Source records:
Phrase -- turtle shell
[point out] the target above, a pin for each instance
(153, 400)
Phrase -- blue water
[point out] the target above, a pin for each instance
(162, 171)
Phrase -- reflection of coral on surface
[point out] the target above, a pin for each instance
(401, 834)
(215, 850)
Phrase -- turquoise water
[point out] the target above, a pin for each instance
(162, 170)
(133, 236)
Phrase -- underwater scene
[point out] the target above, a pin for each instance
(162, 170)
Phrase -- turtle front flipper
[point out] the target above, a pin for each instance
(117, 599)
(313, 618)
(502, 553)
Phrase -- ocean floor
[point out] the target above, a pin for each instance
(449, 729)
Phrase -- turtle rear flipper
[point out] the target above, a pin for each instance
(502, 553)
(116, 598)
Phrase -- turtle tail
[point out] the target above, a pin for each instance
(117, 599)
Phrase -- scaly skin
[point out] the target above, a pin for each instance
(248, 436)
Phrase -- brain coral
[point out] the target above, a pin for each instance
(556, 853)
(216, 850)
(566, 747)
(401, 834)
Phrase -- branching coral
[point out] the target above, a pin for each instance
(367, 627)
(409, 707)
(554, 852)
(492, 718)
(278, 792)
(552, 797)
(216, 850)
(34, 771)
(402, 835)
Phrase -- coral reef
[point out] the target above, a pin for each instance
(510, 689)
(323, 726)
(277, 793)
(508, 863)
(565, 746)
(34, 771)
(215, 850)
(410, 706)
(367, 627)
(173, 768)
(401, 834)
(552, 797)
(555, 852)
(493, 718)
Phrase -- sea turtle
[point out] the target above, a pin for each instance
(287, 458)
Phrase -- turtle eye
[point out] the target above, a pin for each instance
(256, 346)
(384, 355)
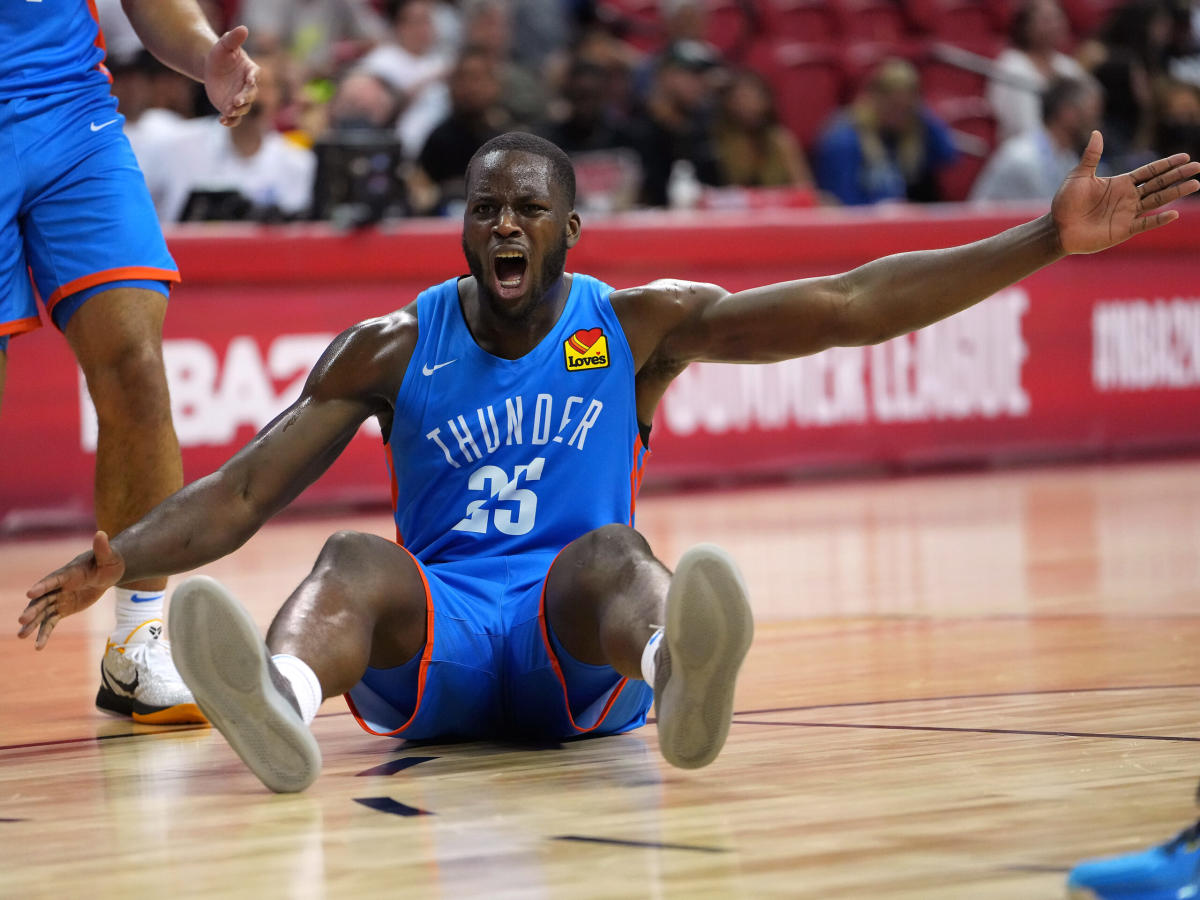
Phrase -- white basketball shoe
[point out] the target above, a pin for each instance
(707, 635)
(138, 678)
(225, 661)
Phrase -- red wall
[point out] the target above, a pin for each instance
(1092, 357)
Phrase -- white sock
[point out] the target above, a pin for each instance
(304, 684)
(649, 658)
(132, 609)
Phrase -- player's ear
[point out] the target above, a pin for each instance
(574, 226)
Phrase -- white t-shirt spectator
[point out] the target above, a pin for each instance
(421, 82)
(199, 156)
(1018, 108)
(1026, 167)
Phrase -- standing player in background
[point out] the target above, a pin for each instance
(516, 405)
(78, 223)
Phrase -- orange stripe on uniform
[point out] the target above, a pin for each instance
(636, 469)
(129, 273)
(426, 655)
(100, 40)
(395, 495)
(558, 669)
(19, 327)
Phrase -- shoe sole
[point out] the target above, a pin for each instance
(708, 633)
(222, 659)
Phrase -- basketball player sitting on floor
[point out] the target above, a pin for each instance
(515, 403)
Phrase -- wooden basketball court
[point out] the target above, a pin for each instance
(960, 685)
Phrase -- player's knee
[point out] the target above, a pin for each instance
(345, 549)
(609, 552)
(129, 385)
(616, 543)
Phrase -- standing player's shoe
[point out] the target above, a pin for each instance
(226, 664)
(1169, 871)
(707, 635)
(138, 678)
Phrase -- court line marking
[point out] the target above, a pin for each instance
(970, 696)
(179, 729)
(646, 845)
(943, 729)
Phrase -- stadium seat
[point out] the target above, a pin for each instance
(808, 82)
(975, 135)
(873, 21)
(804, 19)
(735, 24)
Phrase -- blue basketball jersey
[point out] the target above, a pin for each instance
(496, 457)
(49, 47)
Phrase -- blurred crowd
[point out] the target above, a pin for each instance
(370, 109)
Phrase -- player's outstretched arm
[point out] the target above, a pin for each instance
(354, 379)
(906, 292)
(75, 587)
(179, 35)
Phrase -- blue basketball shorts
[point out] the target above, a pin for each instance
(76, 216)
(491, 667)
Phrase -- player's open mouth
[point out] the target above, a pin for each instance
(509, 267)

- _Written request_
Skip the images and write out the rest of the listing exactly.

- _Response to the exercise_
Phrase -- turtle shell
[point out] the target above, a pin for each instance
(153, 400)
Phrase -- blue water
[point out] the target above, a pin for each instance
(162, 171)
Phrase -- reflection of coral on surface
[point out] the target above, a pin for each instance
(401, 834)
(215, 850)
Phrase -- turquoise water
[point out] the target above, a pin for each instance
(162, 170)
(133, 236)
Phrase -- underwater scene
[point out] the target above, a pin for each instance
(162, 170)
Phrase -- turtle front flipper
[point out] the target above, a pin for each instance
(117, 599)
(313, 618)
(502, 553)
Phrase -- ocean floor
[point out] the target above, a pin for each instance
(449, 729)
Phrase -- turtle rear flipper
[point out] the target above, a pin for each instance
(502, 553)
(116, 598)
Phrase -- turtle tail
[point out] the target above, a pin for each instance
(117, 599)
Phrase -- scaly skin
[point out] the target above, a pin for each instance
(248, 436)
Phrase -- brain coral
[point out] the target above, a pin for each instance
(556, 853)
(216, 850)
(566, 747)
(401, 834)
Phrase -- branching coral
[point out] the target above, a pin for each instance
(367, 627)
(409, 707)
(554, 852)
(492, 718)
(278, 792)
(552, 797)
(216, 850)
(34, 771)
(402, 835)
Phrase -- coral reef
[point out] the target above, a pin for each instance
(510, 689)
(323, 726)
(277, 793)
(508, 863)
(565, 746)
(34, 771)
(215, 850)
(410, 706)
(367, 627)
(173, 768)
(401, 834)
(552, 797)
(555, 852)
(493, 718)
Phrase -- sea turtle
[point out] the target above, a pin for each instance
(287, 458)
Phrase -- turtle eye
[point out] the target above, a pin for each instance
(256, 346)
(384, 355)
Phrase -- white basketball shoe
[point out] the target above, a pin for each instance
(707, 635)
(138, 678)
(225, 661)
Phrase -- red wall
[point out] the target above, a pin for each instance
(1092, 357)
Phrase -- white sock
[point out] the target above, a pin for each instance
(304, 684)
(649, 658)
(132, 609)
Phrase -- player's ear
[point out] the target above, a pin for each instance
(574, 226)
Phrase -- white t-shirt spectator
[point out] the target above, a pin for each instance
(421, 82)
(199, 156)
(1018, 108)
(1026, 167)
Phrase -- standing player in background
[point out] the target above, a pin for each instance
(516, 405)
(78, 223)
Phrase -- orange stripe on uniform
[point out] the target above, a pin for each instance
(636, 469)
(129, 273)
(426, 655)
(100, 40)
(395, 495)
(558, 669)
(19, 327)
Phrase -- shoe sole
[point out] the target above, a pin for each instance
(708, 633)
(222, 659)
Phrase -- basketball player sitting on floor
[point out] the target above, a pin for each instance
(515, 403)
Phrase -- wooden basketball court
[point out] the target above, a pin for each instance
(960, 685)
Phrase -- player's knee
[point out] the target above, a pin for each instance
(345, 549)
(609, 552)
(129, 385)
(616, 543)
Phrase -- standing player's shoe
[point out] the target above, a pin for each instance
(226, 664)
(1169, 871)
(707, 635)
(138, 678)
Phrase -- court line marking
[point out] the target above, a pin for each instance
(970, 696)
(179, 729)
(646, 845)
(943, 729)
Phrase -- stadium seat
[point out] the target above, a pin for each instance
(808, 82)
(975, 135)
(873, 21)
(804, 19)
(735, 24)
Phrase -- blue basketball jersey
[point out] the target above, a pin for each instance
(496, 457)
(49, 47)
Phrase -- blurred crowd
[point out] the target above, a pin for each instance
(370, 109)
Phrase -- player's outstretched arm
[point out] the target above, a pin for each instance
(354, 379)
(906, 292)
(75, 587)
(179, 35)
Phrase -- blue basketball shorts
[point out] the target above, a pin for each instance
(76, 216)
(491, 667)
Phrase -- player's open mouth
[point out] the target above, a pin for each instance
(509, 267)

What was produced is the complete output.